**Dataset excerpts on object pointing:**

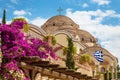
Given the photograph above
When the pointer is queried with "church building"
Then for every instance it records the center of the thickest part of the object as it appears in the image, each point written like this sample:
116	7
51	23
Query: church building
103	64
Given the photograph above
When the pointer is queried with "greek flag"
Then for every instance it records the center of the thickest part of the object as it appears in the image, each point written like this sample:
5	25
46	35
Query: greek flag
98	55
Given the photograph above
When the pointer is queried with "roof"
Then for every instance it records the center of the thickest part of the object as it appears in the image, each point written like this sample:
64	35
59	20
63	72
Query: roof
86	36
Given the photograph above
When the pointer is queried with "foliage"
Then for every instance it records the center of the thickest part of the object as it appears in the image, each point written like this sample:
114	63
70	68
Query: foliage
85	58
15	46
26	26
53	39
70	63
4	17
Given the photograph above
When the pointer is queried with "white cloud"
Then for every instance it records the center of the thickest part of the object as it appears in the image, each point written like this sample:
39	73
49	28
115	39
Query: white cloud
102	2
108	36
38	21
14	1
85	5
21	13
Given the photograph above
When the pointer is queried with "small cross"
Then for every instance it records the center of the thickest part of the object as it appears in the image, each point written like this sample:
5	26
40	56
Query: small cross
60	10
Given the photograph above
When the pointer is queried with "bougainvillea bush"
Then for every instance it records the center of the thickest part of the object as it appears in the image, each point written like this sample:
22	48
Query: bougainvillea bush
15	46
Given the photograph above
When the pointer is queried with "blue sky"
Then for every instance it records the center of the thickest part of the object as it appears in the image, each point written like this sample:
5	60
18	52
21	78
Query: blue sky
100	17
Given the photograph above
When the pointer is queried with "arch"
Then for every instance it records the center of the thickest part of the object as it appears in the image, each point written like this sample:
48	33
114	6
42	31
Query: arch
37	29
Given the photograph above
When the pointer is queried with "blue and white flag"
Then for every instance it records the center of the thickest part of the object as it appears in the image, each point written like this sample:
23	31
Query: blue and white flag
98	55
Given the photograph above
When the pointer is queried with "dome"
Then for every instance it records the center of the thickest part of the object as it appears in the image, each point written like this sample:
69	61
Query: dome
86	36
59	22
106	54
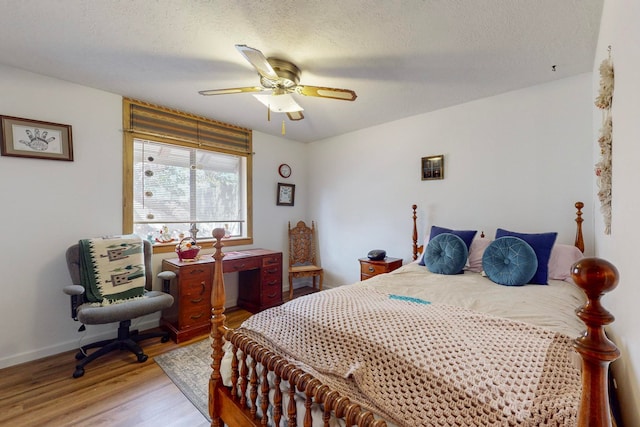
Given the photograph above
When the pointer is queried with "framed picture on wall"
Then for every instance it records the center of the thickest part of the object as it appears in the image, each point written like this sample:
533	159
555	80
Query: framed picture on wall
432	167
286	194
35	139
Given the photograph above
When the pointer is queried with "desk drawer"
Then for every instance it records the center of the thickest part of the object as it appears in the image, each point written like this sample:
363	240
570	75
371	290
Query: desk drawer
242	264
192	314
272	260
194	288
271	294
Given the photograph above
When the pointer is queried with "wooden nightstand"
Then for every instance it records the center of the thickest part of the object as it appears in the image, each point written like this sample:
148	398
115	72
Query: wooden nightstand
369	268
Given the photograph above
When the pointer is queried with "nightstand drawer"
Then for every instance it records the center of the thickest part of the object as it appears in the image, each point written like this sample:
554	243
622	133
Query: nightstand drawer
373	269
369	268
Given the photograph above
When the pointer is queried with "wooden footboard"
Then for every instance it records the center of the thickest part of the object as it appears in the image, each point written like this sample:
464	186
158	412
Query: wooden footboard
249	398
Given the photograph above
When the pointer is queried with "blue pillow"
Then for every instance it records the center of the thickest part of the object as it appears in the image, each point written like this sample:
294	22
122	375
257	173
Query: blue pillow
466	236
509	261
446	254
542	243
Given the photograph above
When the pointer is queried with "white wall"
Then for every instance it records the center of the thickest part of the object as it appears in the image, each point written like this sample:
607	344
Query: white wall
49	205
619	29
518	161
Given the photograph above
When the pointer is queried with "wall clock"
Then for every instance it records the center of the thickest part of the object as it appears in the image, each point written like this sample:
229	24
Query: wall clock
286	194
284	170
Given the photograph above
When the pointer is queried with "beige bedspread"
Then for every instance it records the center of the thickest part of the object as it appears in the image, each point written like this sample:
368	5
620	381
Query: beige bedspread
405	352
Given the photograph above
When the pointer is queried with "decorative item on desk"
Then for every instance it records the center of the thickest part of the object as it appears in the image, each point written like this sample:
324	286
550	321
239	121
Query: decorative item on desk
187	249
165	237
377	254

**What you will do:**
Each record above must be returned exactly as written, with its pictures omitted.

**Exercise response:**
Given the photograph above
When the pointer is queried with "church building"
Then for every instance it records the center of the thickest part of the object as it appears in the image, each point written like this sample:
116	7
51	23
Query: church building
103	64
Given the photograph above
When the pointer is queried with "greek flag"
Then for every instance it records the center of the thickest part of the object as it appears in the image, each point written like this sample:
5	25
46	35
Query: greek flag
98	55
Given the photograph above
When the pointer is queried with "roof"
Then for every instance it records the center of the thickest part of the object as it appears in the image, each point written like this sample:
64	35
59	20
63	72
Query: roof
86	36
Given the photograph above
When the pointer is queried with "foliage"
Then for every instance it records the center of the thickest part of the object as it appears in the image, each point written like this sample:
114	63
70	68
Query: foliage
85	58
15	46
26	26
53	39
70	63
4	17
Given the photograph above
When the pointer is queried with "white cloud"
Then for every instance it records the center of the thickest part of the object as it appears in the image, each point written like this sample:
39	73
49	28
115	39
Query: white cloud
102	2
108	36
38	21
14	1
85	5
21	13
Given the photograph above
When the pointer is queried with "small cross"
Then for every instance it records the center of the thickest part of the object as it appears in the image, each point written like this sample:
5	26
40	56
Query: small cross
60	10
Given the photograph above
When the pointer is queried with "bougainvillea bush"
Then for every instance it records the center of the thickest part of the object as it appears in the image, each point written like this sample:
22	48
Query: bougainvillea bush
15	46
Given the photograph above
When the pointer is queried with "blue sky"
Then for every instance it records the center of the thickest part of the object as it appears in the image, each point written like this sample:
5	60
18	52
21	78
Query: blue sky
100	17
Given the photograph above
When the pointer is queried with "arch"
Then for every instance it records the center of the thickest part of the object as it appears in the image, each point written like this sample:
48	33
114	6
42	31
Query: arch
37	29
Given the photograph above
When the pointer is queried with "blue and white flag"
Then for every instance it records the center of the thickest part of the object as it appears in the image, each point written like this sample:
23	31
Query: blue and white flag
98	55
Given the photograph above
When the pointer is queried with "dome"
Then for every instance it records the center of the thickest part of the object as it appears in the image, each point written like this sample:
69	61
Query: dome
86	36
59	22
106	54
Given the photograph above
When the pointer is queried with "framed picture on wall"
Then for every instance it records the center of the thickest part of the object as it appears in the image, each point written like this sample:
533	159
555	80
Query: framed picture on wall
432	167
286	194
35	139
Given the photograph above
When the pointer is queried with "desk drawer"
Then for every instance it records the center of the thickest part of the object as it appears in the image, each point written like this sample:
363	240
570	75
371	290
Query: desk drawer
242	264
192	314
272	260
194	288
271	294
Given the photograph above
When the pointer is queried with "wooden nightstand"
Then for every instance it records the center of the thickest part of the object as it appears in the image, each point written like this sample:
148	398
115	72
Query: wooden nightstand
369	268
Given the photograph above
When the pointer is queried with "nightstand drawer"
Then for every instance it records the center of the thickest part of the object as it appears in the image, each point written like this sample:
554	243
622	133
Query: nightstand drawer
373	269
369	268
Given the photograph above
When the pointer is queried with "wooden footboard"
Then for every instance it records the center of the thickest part of the object as it appears in the image, each point written like this sample:
464	186
158	412
Query: wooden footboard
249	398
Given the photograph above
When the pointer is queried with "blue pillow"
Then for every instance it records the center of the thickest part of the object as it appears in the image, each point written like this sample:
294	22
122	375
257	173
Query: blue pillow
466	236
509	261
446	254
542	243
Given the photograph above
When the pointer is queried with "white wall"
Then for every instance it records the center of the thickest part of the object as it appears in the image, each point written like this sample:
607	344
Query: white wall
49	205
619	29
518	161
Given the photograph above
When the pointer is queried with "wall clock"
Then for every instance it records the center of the thickest part of the object as it appears in the image, each point written like this sample:
229	24
Query: wall clock
286	194
284	170
Given the photograph above
When the pointer is queried with "beige bedspread"
Then for every instance it records the center of the thickest part of the object as it appears in the image, each point written like this sample:
368	5
620	381
Query: beige bedspread
405	352
Given the photograph above
When the pointer is queried with "decorative item on desk"
Then for every instance it records the center of the thickest part of the object as it appears in the image, each point written like this sample:
324	286
550	321
239	121
Query: decorative item on desk
187	249
165	237
377	254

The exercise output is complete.